Brief
Reproduce the data, keeping every word exactly as it is.

Records supplied
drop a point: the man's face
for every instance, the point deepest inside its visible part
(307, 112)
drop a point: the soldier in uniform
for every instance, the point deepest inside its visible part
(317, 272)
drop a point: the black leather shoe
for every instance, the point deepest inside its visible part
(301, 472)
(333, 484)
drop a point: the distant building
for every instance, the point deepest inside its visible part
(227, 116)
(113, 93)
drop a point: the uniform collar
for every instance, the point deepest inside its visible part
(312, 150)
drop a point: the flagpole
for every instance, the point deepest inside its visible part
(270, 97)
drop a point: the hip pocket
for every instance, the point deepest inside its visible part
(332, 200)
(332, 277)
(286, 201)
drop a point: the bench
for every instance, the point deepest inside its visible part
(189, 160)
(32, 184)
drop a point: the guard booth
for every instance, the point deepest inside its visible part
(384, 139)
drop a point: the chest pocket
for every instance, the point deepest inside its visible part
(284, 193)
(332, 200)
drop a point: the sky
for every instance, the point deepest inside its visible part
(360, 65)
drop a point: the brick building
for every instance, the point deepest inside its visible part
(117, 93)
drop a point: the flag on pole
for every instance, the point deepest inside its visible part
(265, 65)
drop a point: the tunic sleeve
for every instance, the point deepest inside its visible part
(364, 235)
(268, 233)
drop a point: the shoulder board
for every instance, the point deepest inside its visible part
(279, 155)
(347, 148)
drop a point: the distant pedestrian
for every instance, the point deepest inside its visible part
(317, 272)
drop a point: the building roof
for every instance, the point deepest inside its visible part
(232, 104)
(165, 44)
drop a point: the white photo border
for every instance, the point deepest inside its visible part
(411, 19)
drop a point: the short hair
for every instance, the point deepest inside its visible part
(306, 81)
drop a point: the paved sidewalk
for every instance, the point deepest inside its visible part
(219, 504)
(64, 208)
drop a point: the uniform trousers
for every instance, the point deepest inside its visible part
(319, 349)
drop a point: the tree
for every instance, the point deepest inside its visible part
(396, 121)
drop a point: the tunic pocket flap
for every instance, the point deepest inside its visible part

Result of this task
drop a point: the man's face
for every instance, the point deepest inside its visible part
(307, 112)
drop a point: the soldier in uniform
for every instance, the point deepest inside its visible part
(317, 272)
drop a point: the black leather shoe
for every instance, the point deepest inside its visible part
(301, 472)
(333, 484)
drop a point: the distant building
for every instance, the point deepest inside its visible part
(227, 116)
(113, 93)
drop a point: the uniform collar
for every instance, the point deepest inside its visible part
(312, 150)
drop a point: the flagpole
for every instance, the point deepest inside its visible part
(270, 97)
drop a point: the hip pocket
for every instance, the point deepest inside its visible part
(332, 200)
(332, 277)
(286, 201)
drop a point: the bench
for every instance, the point deepest inside its visible part
(189, 160)
(32, 184)
drop a point: the guard booth
for every instance, the point deepest inside its visible part
(384, 139)
drop a point: the chest pocket
for every instance, the point deepest inside its visible part
(284, 193)
(332, 200)
drop a point: the sky
for every instance, the point deepest inside its visible part
(360, 65)
drop a point: the brick building
for every instance, the point deepest inside its visible part
(117, 93)
drop a point: the flag on pole
for every instance, the point deepest inside its visible part
(265, 65)
drop a point: the tunic sleeve
for every instance, the point deepest inside its visible part
(364, 235)
(268, 233)
drop a point: the shoulder board
for every instance, the point deepest inside its visible part
(279, 155)
(347, 148)
drop a point: the distant pedestrian
for every instance, the point deepest inside its visible part
(317, 272)
drop a point: the building roof
for every instance, the point deepest inside its visible part
(232, 104)
(165, 44)
drop a point: the white photo border
for every instance, the point deepest inside its visible part
(411, 19)
drop a point: the short hair
for every instance, the point deepest inside its visible part
(306, 81)
drop a point: the paved sidewalk
for every instance, the point deepest inside its visible part
(219, 504)
(64, 208)
drop a point: the uniform trousers
for every instance, the point deepest inside its visible part
(319, 349)
drop a point: the tree
for every instance, the point deepest inside its visible part
(396, 121)
drop a point: the tunic pocket flap
for every instance, the point deepest inside its visible part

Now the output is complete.